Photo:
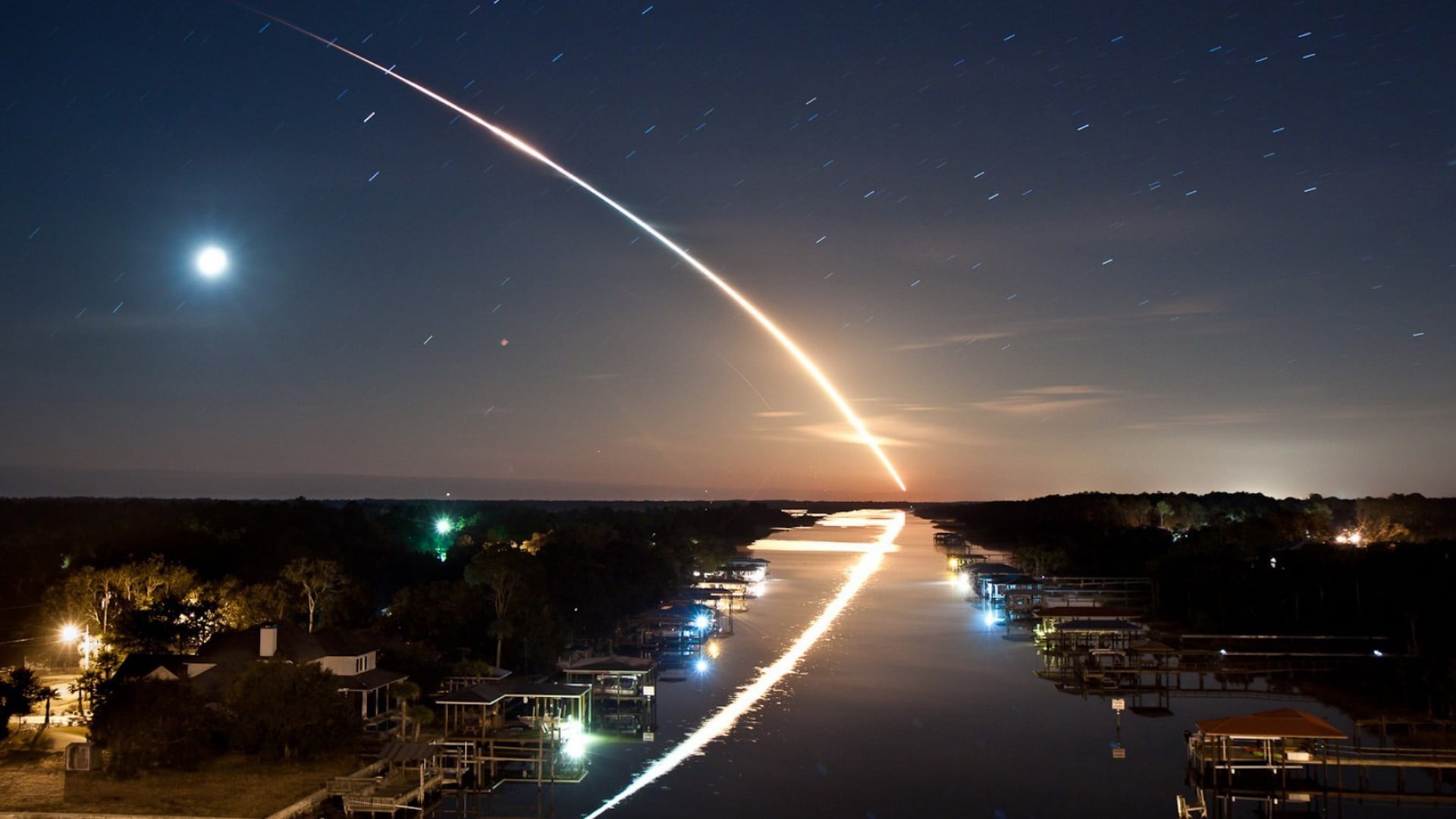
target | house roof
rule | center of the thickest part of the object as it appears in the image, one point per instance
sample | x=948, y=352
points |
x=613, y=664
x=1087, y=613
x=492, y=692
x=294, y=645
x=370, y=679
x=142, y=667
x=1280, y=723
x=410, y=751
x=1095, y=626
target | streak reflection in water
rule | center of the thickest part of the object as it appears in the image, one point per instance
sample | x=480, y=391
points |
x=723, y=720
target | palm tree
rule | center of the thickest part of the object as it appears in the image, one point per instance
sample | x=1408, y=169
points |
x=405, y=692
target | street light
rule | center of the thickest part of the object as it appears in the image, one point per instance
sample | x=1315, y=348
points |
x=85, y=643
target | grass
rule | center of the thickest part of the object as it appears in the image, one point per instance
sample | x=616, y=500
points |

++++++++

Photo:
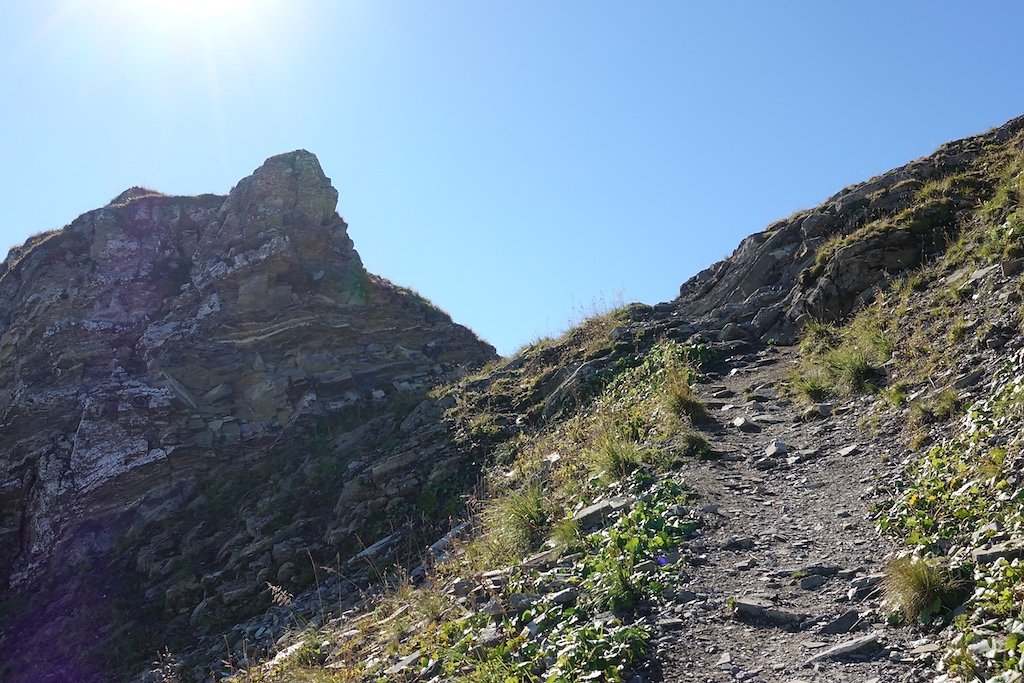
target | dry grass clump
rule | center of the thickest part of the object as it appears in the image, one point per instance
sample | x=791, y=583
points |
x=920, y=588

++++++++

» Goal of the exercise: Duplicate the records from the line containing "target | streak reflection in water" to the line containing "x=723, y=720", keeping both of those lines.

» Task answer:
target | streak reflection in water
rule | center of the thickest part of the object as it appears in the image, one point per instance
sample | x=480, y=391
points |
x=723, y=720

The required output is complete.